Trecho do texto
╔══

Por muito tempo, abria a torneira da pia sem muita preocupação, metia um copo lá em baixo, e entornava a água poluída boca a dentro. Morando sozinha, nunca liguei pros possíveis transtornos que isso pudesse me causar. Até ingerir, em meio às diversas porcarias que existem na água da pia, uma maldita bactéria. 

Eu comprei um filtro de barro. O intuito não foi ser uma pessoa mais saudável, já que meus hábitos diários me tornam uma pessoa detestável pelos então chamados críticos fitness de plantão. Quanto mais me aproximo da vida adulta, mais ignorante fico. Afinal, a criança nojenta que habitava em mim, me abandonou há muito. Não, o motivo pelo qual me rendi ao desgosto pelo gosto do barro, foi para evitar o desgosto de novamente ter de passar mais tempo no banheiro que o normal.

╚══

Rótulos de pontos em objetos
╔══

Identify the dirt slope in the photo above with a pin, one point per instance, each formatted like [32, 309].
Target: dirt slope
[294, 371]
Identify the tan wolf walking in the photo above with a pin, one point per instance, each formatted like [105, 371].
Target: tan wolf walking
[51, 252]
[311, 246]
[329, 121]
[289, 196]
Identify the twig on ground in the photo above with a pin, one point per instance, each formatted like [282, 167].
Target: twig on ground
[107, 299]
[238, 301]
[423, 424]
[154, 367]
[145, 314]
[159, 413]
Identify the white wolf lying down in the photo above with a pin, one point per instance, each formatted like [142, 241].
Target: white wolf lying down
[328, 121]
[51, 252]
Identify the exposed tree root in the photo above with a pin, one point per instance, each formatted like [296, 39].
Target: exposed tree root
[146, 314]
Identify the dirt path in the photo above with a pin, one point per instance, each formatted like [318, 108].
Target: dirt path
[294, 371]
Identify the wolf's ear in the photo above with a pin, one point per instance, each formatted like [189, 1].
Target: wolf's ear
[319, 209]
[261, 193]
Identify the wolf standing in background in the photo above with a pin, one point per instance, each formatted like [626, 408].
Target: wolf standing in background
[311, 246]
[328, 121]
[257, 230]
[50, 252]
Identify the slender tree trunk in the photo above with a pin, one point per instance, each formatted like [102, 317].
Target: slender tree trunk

╚══

Dê sequência ao texto sobre o filtro de barro, começando logo depois da última frase. As linhas não têm nenhum papel nisto.

Resposta do exercício
Da odisseia de ter adquirido um filtro de barro, destaco que ele exige cuidados quase infantis. Preciso lavá-lo no mínimo duas vezes por semana, para que não apareçam eflorescências. Essas, apesar de inofensivas, dão um aspecto nada agradável ao filtro. Além disso, preciso coletar a deliciosa água da pia em um jarro e despejá-la no recipiente superior do filtro duas vezes por dia, pra que tenha água barrenta sempre disponível. Nos dias em que não o lavo, preciso limpá-lo com um pano, pra remover os pontinhos brancos que surgem graças à umidade. Isso me mantém ocupada, e seria até um processo interessante, não fosse o fato de que eu detesto a água que sai pela bendita torneirinha. 

Nos primeiros dias, sentir o gosto do barro era insuportável. A vela nova, que filtra a água suja, estava destinada a me foder por completo. Percebi que quase não estava bebendo água desde que comprei o filtro. No lugar disso, dava toda a água de barro para minhas plantas, quase como se fosse um presente. Elas deviam gostar muito mais de terra que eu. Quanto mais água o filtro filtrava, menos o gosto do barro se destacava em meu paladar. Com o tempo fui me acostumando, e hoje é quase insuportável beber a água, felizmente quase não é totalmente, e não morro de sede (somente) graças a isso. 

Ontem lavei o filtro com carinho. Percebi que minha relação com ele tem se estreitado. Fico feliz em pensar que mesmo odiando o barro, foi dele que vim, é para ele que retornarei, e é dele que consumirei cegamente até o fim dos meus dias.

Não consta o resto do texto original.